----- GIVEN RECORDS

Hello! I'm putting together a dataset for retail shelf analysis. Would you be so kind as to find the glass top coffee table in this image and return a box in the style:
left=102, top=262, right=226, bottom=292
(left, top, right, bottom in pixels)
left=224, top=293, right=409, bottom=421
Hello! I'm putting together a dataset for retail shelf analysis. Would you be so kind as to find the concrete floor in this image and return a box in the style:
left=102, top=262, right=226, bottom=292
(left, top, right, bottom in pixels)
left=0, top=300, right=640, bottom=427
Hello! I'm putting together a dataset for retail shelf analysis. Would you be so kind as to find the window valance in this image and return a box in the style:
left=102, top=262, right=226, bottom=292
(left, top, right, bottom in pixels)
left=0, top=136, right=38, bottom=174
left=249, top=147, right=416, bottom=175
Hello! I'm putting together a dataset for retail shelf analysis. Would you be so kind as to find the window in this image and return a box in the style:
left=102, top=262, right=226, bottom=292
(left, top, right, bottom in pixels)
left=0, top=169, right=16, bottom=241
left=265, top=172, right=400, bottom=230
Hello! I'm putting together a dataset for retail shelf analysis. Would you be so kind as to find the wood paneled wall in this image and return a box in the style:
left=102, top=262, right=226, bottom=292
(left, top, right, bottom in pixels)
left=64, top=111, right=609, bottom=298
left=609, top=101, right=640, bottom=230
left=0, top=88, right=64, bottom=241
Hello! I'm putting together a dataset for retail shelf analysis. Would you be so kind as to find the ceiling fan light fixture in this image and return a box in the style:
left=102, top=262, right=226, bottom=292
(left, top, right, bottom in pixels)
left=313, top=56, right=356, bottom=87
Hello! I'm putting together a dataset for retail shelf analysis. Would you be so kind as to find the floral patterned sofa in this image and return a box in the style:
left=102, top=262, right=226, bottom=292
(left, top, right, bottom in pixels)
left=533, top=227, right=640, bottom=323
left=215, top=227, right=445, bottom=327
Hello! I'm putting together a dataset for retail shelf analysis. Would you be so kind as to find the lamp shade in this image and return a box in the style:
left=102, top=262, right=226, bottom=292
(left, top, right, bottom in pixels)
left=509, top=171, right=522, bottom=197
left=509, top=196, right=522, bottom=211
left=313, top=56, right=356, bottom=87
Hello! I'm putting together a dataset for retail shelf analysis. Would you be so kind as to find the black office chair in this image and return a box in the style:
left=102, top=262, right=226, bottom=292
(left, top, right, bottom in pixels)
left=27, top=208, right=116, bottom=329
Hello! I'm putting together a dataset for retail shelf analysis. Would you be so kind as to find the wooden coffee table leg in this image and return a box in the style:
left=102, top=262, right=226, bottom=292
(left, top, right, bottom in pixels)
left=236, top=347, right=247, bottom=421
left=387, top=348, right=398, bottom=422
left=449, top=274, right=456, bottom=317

----------

#### SHORT TASK
Lay out every line of the rows above as a Markdown table with the columns Number and Line. Number the lines in order and skip any blank lines.

#### COMPLETE OUTPUT
| Number | Line |
|---|---|
| 1 | Hello! I'm putting together a dataset for retail shelf analysis. Would you be so kind as to find the glass top coffee table in this image and return a box in the style: |
| 2 | left=102, top=262, right=226, bottom=292 |
| 3 | (left, top, right, bottom in pixels) |
| 4 | left=224, top=293, right=409, bottom=421 |
| 5 | Hello! I'm putting together a dataset for retail shelf analysis. Would you be so kind as to find the concrete floor in this image and return a box in the style: |
| 6 | left=102, top=262, right=226, bottom=292 |
| 7 | (left, top, right, bottom in pixels) |
| 8 | left=0, top=300, right=640, bottom=427 |
| 9 | Hello! I'm putting together a dataset for retail shelf analysis. Would you be so kind as to find the window valance in this image and return a box in the style: |
| 10 | left=102, top=262, right=226, bottom=292 |
| 11 | (left, top, right, bottom in pixels) |
| 12 | left=0, top=136, right=38, bottom=174 |
| 13 | left=249, top=147, right=416, bottom=175 |
| 14 | Hello! I'm putting together a dataset for retail shelf analysis. Would you be so kind as to find the window in this image and return a box in the style: |
| 15 | left=102, top=262, right=226, bottom=292 |
| 16 | (left, top, right, bottom in pixels) |
| 17 | left=0, top=169, right=16, bottom=241 |
| 18 | left=265, top=172, right=400, bottom=230 |
| 19 | Hello! I'm putting together a dataset for retail shelf analysis. Would you be so kind as to find the wood paneled wall in this image and return a box in the style: |
| 20 | left=102, top=262, right=226, bottom=292 |
| 21 | (left, top, right, bottom in pixels) |
| 22 | left=64, top=111, right=609, bottom=298 |
| 23 | left=609, top=101, right=640, bottom=230 |
| 24 | left=0, top=88, right=64, bottom=241 |
| 25 | Hello! I'm putting together a dataset for retail shelf analysis. Would you be so kind as to find the ceiling fan light fixture in this image and return a box in the style: |
| 26 | left=102, top=262, right=226, bottom=292 |
| 27 | (left, top, right, bottom in pixels) |
| 28 | left=313, top=56, right=356, bottom=87 |
| 29 | Hello! I'm putting together a dataset for retail shelf analysis. Would you be so kind as to find the floral patterned sofa in this image and return a box in the style: |
| 30 | left=102, top=262, right=226, bottom=292 |
| 31 | (left, top, right, bottom in pixels) |
| 32 | left=533, top=227, right=640, bottom=323 |
| 33 | left=215, top=227, right=445, bottom=327 |
| 34 | Hello! I'm putting together a dataset for retail shelf analysis. Would you be so kind as to find the lamp shade in this image and return a box in the style: |
| 35 | left=102, top=262, right=226, bottom=292 |
| 36 | (left, top, right, bottom in pixels) |
| 37 | left=509, top=171, right=522, bottom=197 |
| 38 | left=509, top=196, right=522, bottom=211 |
| 39 | left=313, top=56, right=356, bottom=87 |
| 40 | Hello! I'm putting together a dataset for retail shelf analysis. Would you be so kind as to find the black office chair in this image and return a box in the style: |
| 41 | left=102, top=262, right=226, bottom=292 |
| 42 | (left, top, right, bottom in pixels) |
| 43 | left=27, top=208, right=116, bottom=329 |
| 44 | Hello! I'm putting together a dataset for retail shelf analysis. Would you be so kind as to find the wooden coffee table leg in this image and return a box in the style: |
| 45 | left=102, top=262, right=226, bottom=292 |
| 46 | (left, top, right, bottom in pixels) |
| 47 | left=236, top=347, right=247, bottom=421 |
| 48 | left=387, top=348, right=398, bottom=422 |
| 49 | left=449, top=274, right=456, bottom=317 |